The Improvement Paradox – Too Busy To Improve?

A bad system will beat a good person every time.
– W. Edwards Deming.
I believe that everyone does their best given the context and environment at hand. I subscribe to Deming’s views that it is the organisation as a system, not the people working in the system that determines the organisation’s performance. The other view is that the people, not the process or the organistation, is the source of low performance.
Due to the inherent complexity and variability of product development it is often difficult that the scope, details, or effort commitments estimates are certain. When things fall behind schedule (or finish ahead of schedule for that matter), it assumes that the original plan was correct in the first place, but this is often not the case. Plans often over-simplify the complexity of human interactions and creativity. Many of the challenges faced by teams today isn’t necessarily related to technology but can be described as a social problem – product development teams is a complex adaptive system that requires collaborative actions and shows complex behaviour as it adapts in and evolves with a changing environment.
So when there is a performance gap (actual performance vs desired/planned performance), there are generally 3 options that are considered:
- Add more people (or resources)
- Work harder
- Improve performance
Option One of adding additional people may make things later as described in The Mythical Man-Month Is Not A Myth. This option is also has budgetary and financial constraints and managers are reluctant to go down this path.
So when there is a performance gap, there is pressure for managers to close this gap to meet the original commitments by pressuring people to spend more time and energy doing work by working harder often in the form of overtime (Option Two). This is played for an apparent short-term win. This quick-fix reaction results in shortcuts which have a relatively long-delayed and indirect impact – it may be sometime before the decline in performance or capability is known. This is one way how technical debt occurs and requires more effort to maintain a level of performance. This technical debt often never gets rectified as managers deal with the next performance gap problem, and things get worse reinforcing the downward spiral. This option is a popular strategy as it solves today’s problems and meets the immediate KPIs.
The Third Option is improve performance through investment in training, applying agile and lean-thinking strategy of removing waste to improve the flow of value and experimenting with new ideas. Time spent on improving the capability of a process typically yields the more enduring change 1. An hour spent working produces an extra hour’s worth of output, while an hour spent on improvement may improve the productivity of every subsequent hour dedicated to product development.
In an MIT supported paper by Repenning and Sterman they observed that working harder (eg overtime) wasn’t merely a means to deal with isolated incidents, but is instead standard operating procedure. I have frequently overhead team members say “that is normal, we are used to it” when presented with overtime work. Agile Manifesto Principle #8 states that
Agile processes promote sustainable development. The sponsors, developers, and users should be able to maintain a constant pace indefinitely.
Some overtime work may be justified but don’t rely on constant overtime to salvage a plan.

────────────────────────────────────────

* _Requirement A_
In the article on the improvement paradox, who wrote the MIT-supported paper it cites about working harder?
* _Requirement B_
List the options the article on the improvement paradox says are generally considered when there is a performance gap.
* _Requirement C_
Reproduce the stretch of the article on the improvement paradox from "Due to the inherent" through "a changing environment.".

* _Entries supplied_
────────────────────────────────────────

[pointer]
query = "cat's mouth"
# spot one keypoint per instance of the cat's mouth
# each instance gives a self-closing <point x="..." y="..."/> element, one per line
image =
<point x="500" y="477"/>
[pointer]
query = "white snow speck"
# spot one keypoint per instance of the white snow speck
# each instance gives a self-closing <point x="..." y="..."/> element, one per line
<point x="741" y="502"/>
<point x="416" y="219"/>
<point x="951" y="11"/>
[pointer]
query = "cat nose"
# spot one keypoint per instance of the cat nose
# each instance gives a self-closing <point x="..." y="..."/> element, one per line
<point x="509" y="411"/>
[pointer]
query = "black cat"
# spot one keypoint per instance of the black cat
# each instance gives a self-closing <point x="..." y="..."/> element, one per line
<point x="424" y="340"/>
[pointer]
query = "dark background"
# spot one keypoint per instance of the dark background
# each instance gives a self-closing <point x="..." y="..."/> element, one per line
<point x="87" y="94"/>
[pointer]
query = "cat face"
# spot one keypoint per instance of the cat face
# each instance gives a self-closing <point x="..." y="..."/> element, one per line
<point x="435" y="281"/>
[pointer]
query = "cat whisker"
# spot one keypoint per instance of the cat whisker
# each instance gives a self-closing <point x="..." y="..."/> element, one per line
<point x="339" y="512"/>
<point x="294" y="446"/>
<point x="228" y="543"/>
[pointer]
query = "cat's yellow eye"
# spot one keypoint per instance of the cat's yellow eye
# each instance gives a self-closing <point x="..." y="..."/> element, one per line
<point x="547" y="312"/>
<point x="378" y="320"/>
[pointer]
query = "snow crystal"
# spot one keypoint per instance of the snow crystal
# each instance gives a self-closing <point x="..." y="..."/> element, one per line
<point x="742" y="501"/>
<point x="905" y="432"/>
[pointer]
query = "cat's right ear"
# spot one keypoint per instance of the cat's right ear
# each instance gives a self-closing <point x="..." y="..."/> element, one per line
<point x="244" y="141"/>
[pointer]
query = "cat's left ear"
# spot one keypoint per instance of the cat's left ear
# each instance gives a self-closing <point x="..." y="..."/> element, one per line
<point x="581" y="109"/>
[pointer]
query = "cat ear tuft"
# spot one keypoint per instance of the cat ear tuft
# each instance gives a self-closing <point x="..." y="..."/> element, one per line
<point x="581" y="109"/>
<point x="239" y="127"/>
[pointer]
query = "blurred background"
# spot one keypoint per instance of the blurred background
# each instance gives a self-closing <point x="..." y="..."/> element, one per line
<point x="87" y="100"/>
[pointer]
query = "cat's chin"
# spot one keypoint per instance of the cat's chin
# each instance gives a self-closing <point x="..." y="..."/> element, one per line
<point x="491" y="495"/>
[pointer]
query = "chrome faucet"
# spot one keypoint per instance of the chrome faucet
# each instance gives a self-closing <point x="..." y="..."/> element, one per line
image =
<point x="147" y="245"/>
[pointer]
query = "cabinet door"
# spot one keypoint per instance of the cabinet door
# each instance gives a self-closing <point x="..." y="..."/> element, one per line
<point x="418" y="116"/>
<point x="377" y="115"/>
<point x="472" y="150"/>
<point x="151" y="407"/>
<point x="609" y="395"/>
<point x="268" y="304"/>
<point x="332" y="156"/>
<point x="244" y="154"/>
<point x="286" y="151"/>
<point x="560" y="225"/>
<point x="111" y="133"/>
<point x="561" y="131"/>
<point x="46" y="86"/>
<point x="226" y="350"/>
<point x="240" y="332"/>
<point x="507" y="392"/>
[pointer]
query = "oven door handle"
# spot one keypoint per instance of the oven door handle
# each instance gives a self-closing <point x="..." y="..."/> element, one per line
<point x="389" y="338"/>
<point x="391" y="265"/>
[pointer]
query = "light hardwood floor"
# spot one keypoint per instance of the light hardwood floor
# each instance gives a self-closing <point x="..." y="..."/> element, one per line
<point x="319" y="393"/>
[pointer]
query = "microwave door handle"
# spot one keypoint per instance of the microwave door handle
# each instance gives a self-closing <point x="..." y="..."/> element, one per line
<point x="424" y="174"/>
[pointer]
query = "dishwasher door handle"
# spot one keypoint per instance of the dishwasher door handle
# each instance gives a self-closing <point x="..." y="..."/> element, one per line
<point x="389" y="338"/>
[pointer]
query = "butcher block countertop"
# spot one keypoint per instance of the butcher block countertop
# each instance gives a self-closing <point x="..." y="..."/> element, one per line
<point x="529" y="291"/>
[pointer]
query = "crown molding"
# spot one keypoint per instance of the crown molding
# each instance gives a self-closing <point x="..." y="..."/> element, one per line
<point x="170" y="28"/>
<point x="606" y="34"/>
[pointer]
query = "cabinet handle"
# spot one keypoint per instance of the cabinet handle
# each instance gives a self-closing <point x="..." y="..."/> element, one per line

────────────────────────────────────────

* _Task response A_
Repenning and Sterman

* _Task response B_
- Add more people (or resources)
- Work harder
- Improve performance

* _Task response C_
Due to the inherent complexity and variability of product development it is often difficult that the scope, details, or effort commitments estimates are certain. When things fall behind schedule (or finish ahead of schedule for that matter), it assumes that the original plan was correct in the first place, but this is often not the case. Plans often over-simplify the complexity of human interactions and creativity. Many of the challenges faced by teams today isn’t necessarily related to technology but can be described as a social problem – product development teams is a complex adaptive system that requires collaborative actions and shows complex behaviour as it adapts in and evolves with a changing environment.